### PAGE
....

Nature walks don’t need any greater objective than enjoying the out of doors. When you and your children are savoring the sky, the plants, the insects, and the wildlife, there is no need for a lesson plan or script.
However, there are an abundance of things you can do as a springboard or a follow up to a nature walk in order to enrich the experience. I share these 100 ideas not to detract from the healing beauty of nature but to offer some zest when nature walks are becoming too routine, when you have children who might be reluctant to go out of doors, or even when you need a bit more academic tie in for whatever reason.
Nature needs no embellishment. And many of these ideas come from the innate fascination children (and adults) will experience when they turn off the electronics and use all five senses to experience nature. If making leaf crafts doesn’t come automatically to your children, you may need to offer a slight nudge to get the ball rolling. But by all means, don’t turn these activities into strict lessons with educational objectives. Let them be methods of exploration that take their cues from your children’s curiosity.
Nature Walk Springboard Activities
Build anticipation for the nature walk with these activities.
- make a pond viewer
- make a juice bottle bug catcher
- make a grass sweeper from a pillowcase
- make a butterfly feeder
- make suet and hang it for the birds
- dissect a flower, leaf, seed pod or (dead) insect
- make a rain catcher or anemometer and keep a record of your findings
- read novels that have nature themes (3 of my favorites are Kildee House by Rutherford G. Montgomery, My Side of the Mountain by Jean Craighead George, and Hatchet by Gary Paulsen.)
- make a nature walk backpack or tote with things like a journal, magnifying glass, binoculars, bug catcher, etc.
- make a bow and arrow
- make a slingshot
- read the Christian Liberty Nature Readers or other classic nature readers
- start a library of field guides and The Handbook of Nature Study
- make or buy a bird feeder and fill it with food for the birds in your neighborhood
- start an indoor garden with kitchen castoffs
- For mom — read Last Child in the Woods: Saving Our Children from Nature Deficit Disorder by Richard Louv
Nature Walk Explorations
Most children will come up with their own ideas for play, but if they need a nudge, here are some great ideas.
- make leaf art on the ground
- make stone stacks (cairns)
- in the fall, organize leaves by color, making gradients, rainbows, and color wheels (as best you can)
- collect river rocks
- catch small fish, insects and butterflies; study and release them
- catch tadpoles; take them home to raise to polliwogs and frogs
- make leaf rubbings
- leave sugar grains or bread crumbs near an anthill and watch the ants take the food into their nests
- look at birds, squirrels or other far away animals through binoculars
- identify bird calls
- use a scavenger hunt list and make a collection of items to take home
- use your shadows to enact silly plays; use what you find in nature as props
- make fairy homes
- take a color wheel or paint chips along and match real items from nature to the colors you have
- lash structures from sticks and logs you find in the woods (take along twine or rope)

....

Collected data:

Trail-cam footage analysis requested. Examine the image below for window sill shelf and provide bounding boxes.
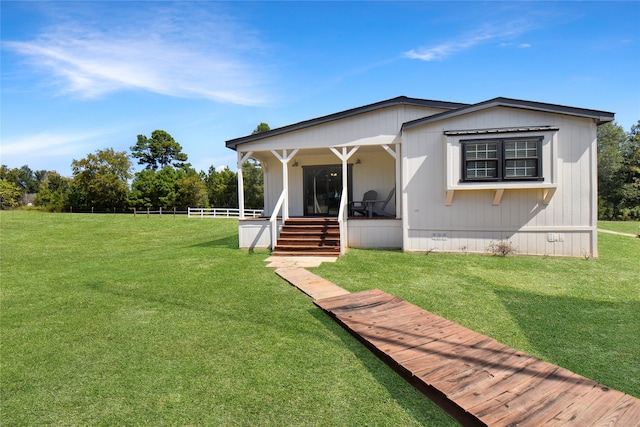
[445,182,558,206]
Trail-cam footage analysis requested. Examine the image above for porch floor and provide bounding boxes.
[276,266,640,427]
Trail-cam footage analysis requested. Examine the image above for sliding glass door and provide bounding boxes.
[302,165,352,216]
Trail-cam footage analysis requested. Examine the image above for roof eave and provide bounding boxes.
[402,98,615,130]
[225,96,468,150]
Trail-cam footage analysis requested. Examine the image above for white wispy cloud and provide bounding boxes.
[3,3,266,105]
[0,132,103,158]
[404,21,530,61]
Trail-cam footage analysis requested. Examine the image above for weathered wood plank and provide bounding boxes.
[315,290,640,427]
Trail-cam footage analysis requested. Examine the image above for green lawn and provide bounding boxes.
[0,211,640,426]
[598,221,640,235]
[0,211,455,426]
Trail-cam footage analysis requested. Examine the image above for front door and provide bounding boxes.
[302,165,351,216]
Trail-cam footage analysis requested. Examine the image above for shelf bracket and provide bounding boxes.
[493,188,504,206]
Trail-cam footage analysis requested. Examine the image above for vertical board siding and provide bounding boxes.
[403,108,595,256]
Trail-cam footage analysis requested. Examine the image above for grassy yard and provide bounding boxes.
[315,227,640,397]
[598,221,640,235]
[0,211,455,426]
[0,211,640,426]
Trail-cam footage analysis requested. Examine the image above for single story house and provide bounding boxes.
[226,96,614,257]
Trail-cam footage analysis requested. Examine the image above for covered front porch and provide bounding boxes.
[238,135,402,253]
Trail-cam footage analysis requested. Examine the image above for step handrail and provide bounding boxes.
[269,189,287,251]
[338,191,347,255]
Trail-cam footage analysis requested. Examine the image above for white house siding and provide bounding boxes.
[239,106,445,216]
[347,218,402,249]
[403,108,597,256]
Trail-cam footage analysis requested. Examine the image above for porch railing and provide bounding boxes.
[338,191,348,255]
[269,190,287,250]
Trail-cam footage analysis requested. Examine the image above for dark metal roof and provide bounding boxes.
[402,98,614,130]
[226,96,468,150]
[444,126,560,136]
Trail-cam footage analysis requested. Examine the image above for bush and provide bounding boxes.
[487,240,517,256]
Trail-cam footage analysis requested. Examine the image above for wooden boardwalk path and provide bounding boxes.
[316,290,640,427]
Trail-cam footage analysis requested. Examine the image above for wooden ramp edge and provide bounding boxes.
[314,289,640,427]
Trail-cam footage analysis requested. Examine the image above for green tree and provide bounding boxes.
[618,120,640,220]
[598,123,626,219]
[69,148,132,211]
[251,122,271,135]
[131,130,187,171]
[176,169,209,208]
[129,166,208,209]
[0,178,22,209]
[205,166,238,208]
[36,171,71,212]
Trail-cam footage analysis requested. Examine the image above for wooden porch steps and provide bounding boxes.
[272,218,340,256]
[314,289,640,427]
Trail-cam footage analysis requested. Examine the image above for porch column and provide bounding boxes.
[330,145,360,212]
[238,151,253,219]
[382,144,402,218]
[271,148,298,221]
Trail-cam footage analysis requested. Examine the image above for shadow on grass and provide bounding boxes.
[309,307,459,426]
[192,235,238,249]
[495,288,640,397]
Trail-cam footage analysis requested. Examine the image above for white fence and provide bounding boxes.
[187,208,262,218]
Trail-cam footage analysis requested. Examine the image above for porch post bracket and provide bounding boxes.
[381,144,398,159]
[271,148,298,223]
[329,145,360,162]
[238,151,253,220]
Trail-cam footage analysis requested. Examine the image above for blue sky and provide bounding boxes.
[0,0,640,176]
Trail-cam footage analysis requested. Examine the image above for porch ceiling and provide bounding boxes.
[334,135,400,147]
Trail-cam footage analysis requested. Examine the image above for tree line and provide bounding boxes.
[0,123,269,212]
[0,120,640,220]
[598,120,640,221]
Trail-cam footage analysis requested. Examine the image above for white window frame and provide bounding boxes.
[443,127,559,206]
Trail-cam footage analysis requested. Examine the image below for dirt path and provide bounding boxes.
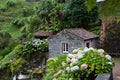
[113,58,120,80]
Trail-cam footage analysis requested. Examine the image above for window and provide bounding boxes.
[62,43,68,53]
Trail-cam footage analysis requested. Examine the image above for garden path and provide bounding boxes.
[113,58,120,80]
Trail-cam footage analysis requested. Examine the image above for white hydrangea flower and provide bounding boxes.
[66,57,71,63]
[83,47,89,53]
[97,49,104,54]
[71,66,79,71]
[105,55,112,60]
[81,64,88,70]
[67,54,73,58]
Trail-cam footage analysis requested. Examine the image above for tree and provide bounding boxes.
[86,0,120,15]
[64,0,98,27]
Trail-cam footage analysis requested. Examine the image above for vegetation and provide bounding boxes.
[0,40,48,80]
[43,48,114,80]
[64,0,99,28]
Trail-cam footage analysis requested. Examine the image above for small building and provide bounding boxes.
[48,28,99,57]
[34,30,53,39]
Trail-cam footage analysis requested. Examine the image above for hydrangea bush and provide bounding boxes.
[43,48,114,80]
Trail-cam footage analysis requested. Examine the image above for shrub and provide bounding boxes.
[0,32,11,49]
[22,7,34,17]
[12,18,26,28]
[0,6,8,11]
[43,48,114,80]
[6,0,16,7]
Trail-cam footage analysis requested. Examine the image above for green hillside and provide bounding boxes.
[0,0,37,37]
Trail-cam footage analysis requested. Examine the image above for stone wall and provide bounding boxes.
[49,31,84,57]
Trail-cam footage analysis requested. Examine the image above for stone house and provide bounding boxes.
[33,30,53,39]
[48,28,99,57]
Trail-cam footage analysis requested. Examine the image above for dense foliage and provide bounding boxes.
[64,0,98,28]
[43,48,114,80]
[105,23,120,53]
[0,40,48,80]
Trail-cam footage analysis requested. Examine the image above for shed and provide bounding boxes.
[48,28,99,57]
[34,30,53,39]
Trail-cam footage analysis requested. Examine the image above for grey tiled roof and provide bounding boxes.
[65,28,99,39]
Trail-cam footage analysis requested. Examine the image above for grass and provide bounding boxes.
[0,0,37,37]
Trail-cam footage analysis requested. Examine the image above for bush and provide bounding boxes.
[0,6,8,11]
[22,7,34,17]
[6,0,16,7]
[12,18,26,28]
[43,48,114,80]
[0,32,11,49]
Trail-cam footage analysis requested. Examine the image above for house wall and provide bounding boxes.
[48,31,98,57]
[84,38,99,48]
[48,31,84,57]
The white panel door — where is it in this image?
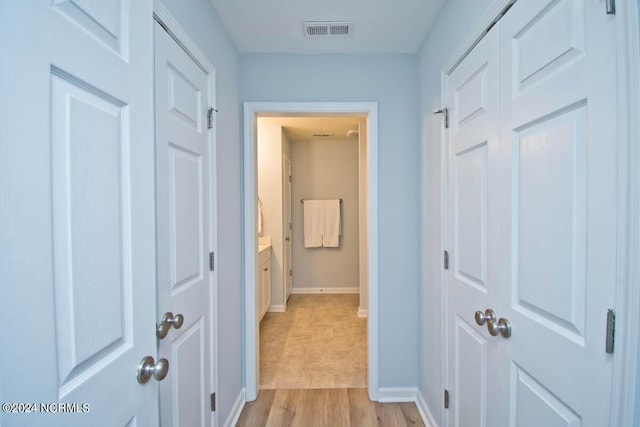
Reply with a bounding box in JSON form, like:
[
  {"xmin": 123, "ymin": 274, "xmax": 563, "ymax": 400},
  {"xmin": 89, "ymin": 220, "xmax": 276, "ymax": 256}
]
[
  {"xmin": 282, "ymin": 156, "xmax": 293, "ymax": 302},
  {"xmin": 0, "ymin": 0, "xmax": 158, "ymax": 426},
  {"xmin": 447, "ymin": 27, "xmax": 506, "ymax": 427},
  {"xmin": 155, "ymin": 23, "xmax": 212, "ymax": 426},
  {"xmin": 495, "ymin": 0, "xmax": 618, "ymax": 427},
  {"xmin": 447, "ymin": 0, "xmax": 618, "ymax": 427}
]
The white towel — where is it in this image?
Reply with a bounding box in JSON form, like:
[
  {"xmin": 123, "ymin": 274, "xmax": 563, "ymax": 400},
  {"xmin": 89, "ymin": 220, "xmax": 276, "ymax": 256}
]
[
  {"xmin": 304, "ymin": 200, "xmax": 324, "ymax": 248},
  {"xmin": 322, "ymin": 199, "xmax": 340, "ymax": 248}
]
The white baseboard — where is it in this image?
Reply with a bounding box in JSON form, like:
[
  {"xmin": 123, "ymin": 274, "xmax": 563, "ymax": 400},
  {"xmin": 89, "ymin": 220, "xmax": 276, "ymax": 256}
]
[
  {"xmin": 378, "ymin": 387, "xmax": 418, "ymax": 403},
  {"xmin": 378, "ymin": 387, "xmax": 438, "ymax": 427},
  {"xmin": 416, "ymin": 391, "xmax": 438, "ymax": 427},
  {"xmin": 291, "ymin": 287, "xmax": 360, "ymax": 294},
  {"xmin": 222, "ymin": 388, "xmax": 247, "ymax": 427}
]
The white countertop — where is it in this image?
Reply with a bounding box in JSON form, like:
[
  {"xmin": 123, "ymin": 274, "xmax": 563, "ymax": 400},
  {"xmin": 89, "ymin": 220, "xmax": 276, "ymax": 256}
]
[{"xmin": 258, "ymin": 245, "xmax": 271, "ymax": 253}]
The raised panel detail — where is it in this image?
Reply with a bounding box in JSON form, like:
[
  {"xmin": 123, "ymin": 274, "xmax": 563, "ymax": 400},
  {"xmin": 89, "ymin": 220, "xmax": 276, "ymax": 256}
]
[
  {"xmin": 167, "ymin": 64, "xmax": 202, "ymax": 132},
  {"xmin": 512, "ymin": 0, "xmax": 585, "ymax": 93},
  {"xmin": 169, "ymin": 144, "xmax": 204, "ymax": 292},
  {"xmin": 51, "ymin": 70, "xmax": 132, "ymax": 395},
  {"xmin": 511, "ymin": 364, "xmax": 582, "ymax": 427},
  {"xmin": 454, "ymin": 142, "xmax": 488, "ymax": 292},
  {"xmin": 454, "ymin": 316, "xmax": 487, "ymax": 427},
  {"xmin": 170, "ymin": 318, "xmax": 207, "ymax": 426},
  {"xmin": 512, "ymin": 105, "xmax": 588, "ymax": 343},
  {"xmin": 455, "ymin": 63, "xmax": 487, "ymax": 128},
  {"xmin": 53, "ymin": 0, "xmax": 129, "ymax": 58}
]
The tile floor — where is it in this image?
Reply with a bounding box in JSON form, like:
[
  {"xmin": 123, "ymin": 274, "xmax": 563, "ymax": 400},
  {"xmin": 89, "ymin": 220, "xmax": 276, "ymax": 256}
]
[{"xmin": 260, "ymin": 294, "xmax": 367, "ymax": 389}]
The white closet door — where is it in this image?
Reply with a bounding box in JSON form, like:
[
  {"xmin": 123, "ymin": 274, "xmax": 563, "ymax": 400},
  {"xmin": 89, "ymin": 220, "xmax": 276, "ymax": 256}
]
[
  {"xmin": 155, "ymin": 23, "xmax": 212, "ymax": 426},
  {"xmin": 447, "ymin": 26, "xmax": 508, "ymax": 426},
  {"xmin": 0, "ymin": 0, "xmax": 158, "ymax": 427},
  {"xmin": 495, "ymin": 0, "xmax": 618, "ymax": 427}
]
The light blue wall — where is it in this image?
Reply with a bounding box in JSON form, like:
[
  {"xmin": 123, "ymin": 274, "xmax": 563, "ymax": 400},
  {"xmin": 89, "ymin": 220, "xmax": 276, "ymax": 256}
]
[
  {"xmin": 240, "ymin": 54, "xmax": 420, "ymax": 387},
  {"xmin": 162, "ymin": 0, "xmax": 243, "ymax": 424},
  {"xmin": 418, "ymin": 0, "xmax": 502, "ymax": 423}
]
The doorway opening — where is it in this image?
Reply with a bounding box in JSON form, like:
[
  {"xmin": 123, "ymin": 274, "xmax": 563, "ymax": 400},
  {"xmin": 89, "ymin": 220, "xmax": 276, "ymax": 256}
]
[
  {"xmin": 244, "ymin": 103, "xmax": 378, "ymax": 401},
  {"xmin": 256, "ymin": 115, "xmax": 368, "ymax": 389}
]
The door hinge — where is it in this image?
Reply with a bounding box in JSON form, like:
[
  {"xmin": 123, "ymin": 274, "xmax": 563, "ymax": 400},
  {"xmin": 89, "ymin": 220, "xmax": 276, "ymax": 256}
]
[
  {"xmin": 433, "ymin": 108, "xmax": 449, "ymax": 128},
  {"xmin": 605, "ymin": 308, "xmax": 616, "ymax": 354},
  {"xmin": 605, "ymin": 0, "xmax": 616, "ymax": 15},
  {"xmin": 207, "ymin": 108, "xmax": 218, "ymax": 129}
]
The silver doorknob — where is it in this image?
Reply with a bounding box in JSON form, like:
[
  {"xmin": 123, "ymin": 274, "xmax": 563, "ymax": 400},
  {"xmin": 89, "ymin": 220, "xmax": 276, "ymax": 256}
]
[
  {"xmin": 138, "ymin": 356, "xmax": 169, "ymax": 384},
  {"xmin": 487, "ymin": 317, "xmax": 511, "ymax": 338},
  {"xmin": 475, "ymin": 308, "xmax": 496, "ymax": 326},
  {"xmin": 156, "ymin": 311, "xmax": 184, "ymax": 339}
]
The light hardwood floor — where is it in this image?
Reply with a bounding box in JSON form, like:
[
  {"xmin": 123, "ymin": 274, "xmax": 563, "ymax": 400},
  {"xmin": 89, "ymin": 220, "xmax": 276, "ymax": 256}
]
[
  {"xmin": 260, "ymin": 294, "xmax": 367, "ymax": 389},
  {"xmin": 236, "ymin": 388, "xmax": 424, "ymax": 427}
]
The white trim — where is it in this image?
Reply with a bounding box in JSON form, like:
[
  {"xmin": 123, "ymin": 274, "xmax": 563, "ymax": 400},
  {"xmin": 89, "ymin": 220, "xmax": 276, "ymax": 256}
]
[
  {"xmin": 243, "ymin": 102, "xmax": 378, "ymax": 401},
  {"xmin": 442, "ymin": 0, "xmax": 516, "ymax": 75},
  {"xmin": 291, "ymin": 287, "xmax": 360, "ymax": 295},
  {"xmin": 153, "ymin": 0, "xmax": 221, "ymax": 426},
  {"xmin": 438, "ymin": 67, "xmax": 449, "ymax": 426},
  {"xmin": 224, "ymin": 389, "xmax": 247, "ymax": 427},
  {"xmin": 416, "ymin": 392, "xmax": 446, "ymax": 427},
  {"xmin": 610, "ymin": 1, "xmax": 640, "ymax": 425},
  {"xmin": 378, "ymin": 387, "xmax": 418, "ymax": 403},
  {"xmin": 153, "ymin": 0, "xmax": 215, "ymax": 74}
]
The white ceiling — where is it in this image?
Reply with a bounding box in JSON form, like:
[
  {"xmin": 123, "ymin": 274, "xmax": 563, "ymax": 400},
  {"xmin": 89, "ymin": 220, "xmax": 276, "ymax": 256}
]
[
  {"xmin": 259, "ymin": 116, "xmax": 366, "ymax": 141},
  {"xmin": 210, "ymin": 0, "xmax": 444, "ymax": 53}
]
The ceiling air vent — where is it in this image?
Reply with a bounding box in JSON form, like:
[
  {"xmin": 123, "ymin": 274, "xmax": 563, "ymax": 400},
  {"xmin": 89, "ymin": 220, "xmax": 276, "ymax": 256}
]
[{"xmin": 304, "ymin": 21, "xmax": 355, "ymax": 38}]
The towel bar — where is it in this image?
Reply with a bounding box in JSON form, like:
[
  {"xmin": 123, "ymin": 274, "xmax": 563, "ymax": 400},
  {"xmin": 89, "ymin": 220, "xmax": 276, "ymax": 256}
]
[{"xmin": 300, "ymin": 199, "xmax": 342, "ymax": 203}]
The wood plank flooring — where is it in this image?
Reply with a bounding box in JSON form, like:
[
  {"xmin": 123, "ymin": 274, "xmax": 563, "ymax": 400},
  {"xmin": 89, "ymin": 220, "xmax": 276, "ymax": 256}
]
[
  {"xmin": 236, "ymin": 388, "xmax": 424, "ymax": 427},
  {"xmin": 260, "ymin": 294, "xmax": 367, "ymax": 389}
]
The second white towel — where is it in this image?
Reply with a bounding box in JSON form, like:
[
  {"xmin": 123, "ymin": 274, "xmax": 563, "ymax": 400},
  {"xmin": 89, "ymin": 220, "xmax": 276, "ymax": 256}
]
[
  {"xmin": 322, "ymin": 199, "xmax": 340, "ymax": 248},
  {"xmin": 303, "ymin": 199, "xmax": 342, "ymax": 248}
]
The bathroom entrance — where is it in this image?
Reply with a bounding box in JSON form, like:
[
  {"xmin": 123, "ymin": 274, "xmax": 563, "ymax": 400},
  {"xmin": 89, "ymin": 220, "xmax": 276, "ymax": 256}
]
[
  {"xmin": 256, "ymin": 116, "xmax": 367, "ymax": 389},
  {"xmin": 244, "ymin": 103, "xmax": 377, "ymax": 401}
]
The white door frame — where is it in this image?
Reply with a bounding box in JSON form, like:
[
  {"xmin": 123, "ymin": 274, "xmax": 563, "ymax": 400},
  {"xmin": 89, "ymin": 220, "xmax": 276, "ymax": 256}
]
[
  {"xmin": 440, "ymin": 0, "xmax": 640, "ymax": 426},
  {"xmin": 282, "ymin": 153, "xmax": 293, "ymax": 311},
  {"xmin": 243, "ymin": 102, "xmax": 378, "ymax": 401},
  {"xmin": 153, "ymin": 0, "xmax": 220, "ymax": 426}
]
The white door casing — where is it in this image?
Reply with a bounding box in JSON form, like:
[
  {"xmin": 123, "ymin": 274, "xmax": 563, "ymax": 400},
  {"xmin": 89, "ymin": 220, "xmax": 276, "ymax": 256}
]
[
  {"xmin": 0, "ymin": 0, "xmax": 158, "ymax": 426},
  {"xmin": 447, "ymin": 0, "xmax": 618, "ymax": 426},
  {"xmin": 282, "ymin": 155, "xmax": 293, "ymax": 302},
  {"xmin": 155, "ymin": 23, "xmax": 215, "ymax": 426}
]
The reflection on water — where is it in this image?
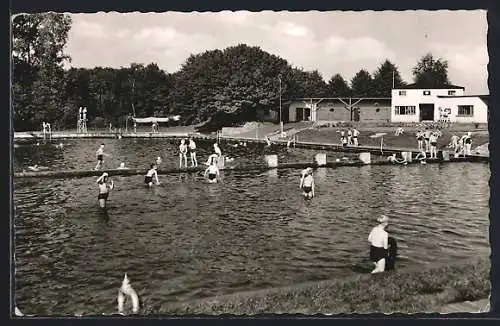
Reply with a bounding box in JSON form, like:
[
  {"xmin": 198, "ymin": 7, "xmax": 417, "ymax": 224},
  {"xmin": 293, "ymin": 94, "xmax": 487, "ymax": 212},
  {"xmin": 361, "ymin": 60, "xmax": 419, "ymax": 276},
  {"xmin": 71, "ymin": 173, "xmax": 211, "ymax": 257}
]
[{"xmin": 14, "ymin": 139, "xmax": 489, "ymax": 315}]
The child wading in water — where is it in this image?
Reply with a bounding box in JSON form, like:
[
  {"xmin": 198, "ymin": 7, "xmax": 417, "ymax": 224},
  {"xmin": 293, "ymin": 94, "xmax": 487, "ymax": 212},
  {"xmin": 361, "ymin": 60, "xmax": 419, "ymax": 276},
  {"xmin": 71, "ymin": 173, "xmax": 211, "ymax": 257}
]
[
  {"xmin": 144, "ymin": 163, "xmax": 160, "ymax": 187},
  {"xmin": 299, "ymin": 168, "xmax": 314, "ymax": 199},
  {"xmin": 96, "ymin": 172, "xmax": 115, "ymax": 209},
  {"xmin": 179, "ymin": 139, "xmax": 187, "ymax": 168},
  {"xmin": 204, "ymin": 160, "xmax": 220, "ymax": 183}
]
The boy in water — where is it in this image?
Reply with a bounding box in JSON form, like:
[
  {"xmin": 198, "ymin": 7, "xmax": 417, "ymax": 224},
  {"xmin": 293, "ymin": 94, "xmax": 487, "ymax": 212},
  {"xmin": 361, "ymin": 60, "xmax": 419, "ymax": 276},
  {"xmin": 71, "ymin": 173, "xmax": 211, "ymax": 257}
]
[
  {"xmin": 299, "ymin": 168, "xmax": 314, "ymax": 198},
  {"xmin": 352, "ymin": 128, "xmax": 359, "ymax": 146},
  {"xmin": 94, "ymin": 144, "xmax": 111, "ymax": 170},
  {"xmin": 144, "ymin": 163, "xmax": 160, "ymax": 188},
  {"xmin": 189, "ymin": 138, "xmax": 198, "ymax": 167},
  {"xmin": 204, "ymin": 160, "xmax": 220, "ymax": 183},
  {"xmin": 96, "ymin": 172, "xmax": 115, "ymax": 209},
  {"xmin": 368, "ymin": 215, "xmax": 389, "ymax": 274},
  {"xmin": 179, "ymin": 139, "xmax": 187, "ymax": 168}
]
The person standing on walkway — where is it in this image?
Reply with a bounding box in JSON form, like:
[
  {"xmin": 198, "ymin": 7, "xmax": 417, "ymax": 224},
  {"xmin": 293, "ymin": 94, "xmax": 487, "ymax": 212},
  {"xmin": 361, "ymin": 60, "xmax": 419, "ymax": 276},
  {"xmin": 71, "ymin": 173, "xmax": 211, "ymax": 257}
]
[
  {"xmin": 179, "ymin": 139, "xmax": 187, "ymax": 168},
  {"xmin": 464, "ymin": 131, "xmax": 472, "ymax": 156},
  {"xmin": 352, "ymin": 128, "xmax": 359, "ymax": 147},
  {"xmin": 424, "ymin": 127, "xmax": 431, "ymax": 153},
  {"xmin": 368, "ymin": 215, "xmax": 389, "ymax": 274}
]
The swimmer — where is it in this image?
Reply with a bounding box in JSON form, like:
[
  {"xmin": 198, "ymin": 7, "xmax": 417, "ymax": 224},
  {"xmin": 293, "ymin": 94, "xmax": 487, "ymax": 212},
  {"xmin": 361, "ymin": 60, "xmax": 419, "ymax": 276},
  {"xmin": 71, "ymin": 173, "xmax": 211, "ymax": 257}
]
[
  {"xmin": 144, "ymin": 163, "xmax": 160, "ymax": 187},
  {"xmin": 179, "ymin": 139, "xmax": 187, "ymax": 168},
  {"xmin": 415, "ymin": 130, "xmax": 424, "ymax": 151},
  {"xmin": 28, "ymin": 164, "xmax": 48, "ymax": 172},
  {"xmin": 464, "ymin": 131, "xmax": 472, "ymax": 156},
  {"xmin": 214, "ymin": 143, "xmax": 222, "ymax": 158},
  {"xmin": 94, "ymin": 144, "xmax": 111, "ymax": 170},
  {"xmin": 299, "ymin": 168, "xmax": 314, "ymax": 199},
  {"xmin": 188, "ymin": 138, "xmax": 198, "ymax": 167},
  {"xmin": 429, "ymin": 132, "xmax": 438, "ymax": 159},
  {"xmin": 96, "ymin": 172, "xmax": 115, "ymax": 209},
  {"xmin": 352, "ymin": 128, "xmax": 359, "ymax": 146},
  {"xmin": 204, "ymin": 161, "xmax": 220, "ymax": 183},
  {"xmin": 368, "ymin": 215, "xmax": 389, "ymax": 274},
  {"xmin": 415, "ymin": 149, "xmax": 427, "ymax": 164},
  {"xmin": 424, "ymin": 127, "xmax": 431, "ymax": 153},
  {"xmin": 205, "ymin": 154, "xmax": 219, "ymax": 165},
  {"xmin": 117, "ymin": 273, "xmax": 139, "ymax": 314}
]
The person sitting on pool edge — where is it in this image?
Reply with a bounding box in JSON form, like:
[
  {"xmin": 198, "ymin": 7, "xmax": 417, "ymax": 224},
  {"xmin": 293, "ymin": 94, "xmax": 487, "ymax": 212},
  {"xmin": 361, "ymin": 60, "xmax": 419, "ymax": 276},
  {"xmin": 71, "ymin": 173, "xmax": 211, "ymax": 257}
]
[
  {"xmin": 368, "ymin": 215, "xmax": 389, "ymax": 274},
  {"xmin": 299, "ymin": 168, "xmax": 314, "ymax": 198},
  {"xmin": 144, "ymin": 163, "xmax": 160, "ymax": 187},
  {"xmin": 204, "ymin": 160, "xmax": 220, "ymax": 183},
  {"xmin": 96, "ymin": 172, "xmax": 115, "ymax": 209}
]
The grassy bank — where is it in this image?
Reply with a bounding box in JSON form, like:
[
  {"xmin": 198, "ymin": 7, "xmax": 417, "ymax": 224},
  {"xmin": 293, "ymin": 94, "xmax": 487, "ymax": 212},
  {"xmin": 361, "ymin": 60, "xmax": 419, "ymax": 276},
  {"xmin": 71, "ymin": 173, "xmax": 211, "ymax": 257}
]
[
  {"xmin": 159, "ymin": 258, "xmax": 490, "ymax": 315},
  {"xmin": 298, "ymin": 127, "xmax": 489, "ymax": 150}
]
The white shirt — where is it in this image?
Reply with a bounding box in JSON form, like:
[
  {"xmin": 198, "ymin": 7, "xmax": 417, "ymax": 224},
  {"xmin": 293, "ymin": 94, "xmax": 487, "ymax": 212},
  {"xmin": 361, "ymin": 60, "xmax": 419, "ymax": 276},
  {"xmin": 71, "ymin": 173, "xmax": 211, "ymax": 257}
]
[{"xmin": 368, "ymin": 225, "xmax": 389, "ymax": 249}]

....

### PROBLEMS
- A) Check each statement against the nature walk page and answer yes or no, quoting the words from the page that decide it. (i) The page says a nature walk needs a lesson plan. (ii) The page suggests leaving sugar grains near an anthill. (iii) The page names Hatchet by Gary Paulsen as one of its favorite novels with nature themes.
- B) Pick up the nature walk page right after its last line and keep writing in the same style.

### ANSWERS FOR THIS EXERCISE
- A)
(i) No: "there is no need for a lesson plan or script."
(ii) Yes: "leave sugar grains or bread crumbs near an anthill and watch the ants take the food into their nests"
(iii) Yes: "3 of my favorites are Kildee House by Rutherford G. Montgomery, My Side of the Mountain by Jean Craighead George, and Hatchet by Gary Paulsen."

- B)
- build a fire and cook on it
- climb a tree
- build a fort or erect a makeshift tent
- identify constellations
- watch an eclipse (safely, of course)
- sketch what you see outside
- go on a cloud hunt
- splash in puddles
- catch fireflies at night
- catch grasshoppers
- blow bubbles that freeze (in the winter)
- make stick boats and float them in water
- have stick sword fights
- shoot rocks with a slingshot or skip stones on water
- document your nature walk by taking photographs
- make mud pies
- build a snowman or ice fort/igloo
- draw or write in the sand or snow
- build a sand castle
- dig holes and see what’s underground
- examine a small area of the ground in detail
- find examples of symmetrical and asymmetrical things in nature
- make up stories about the natural places you discover (include trolls, fairies, sprites, and brownies, of course!)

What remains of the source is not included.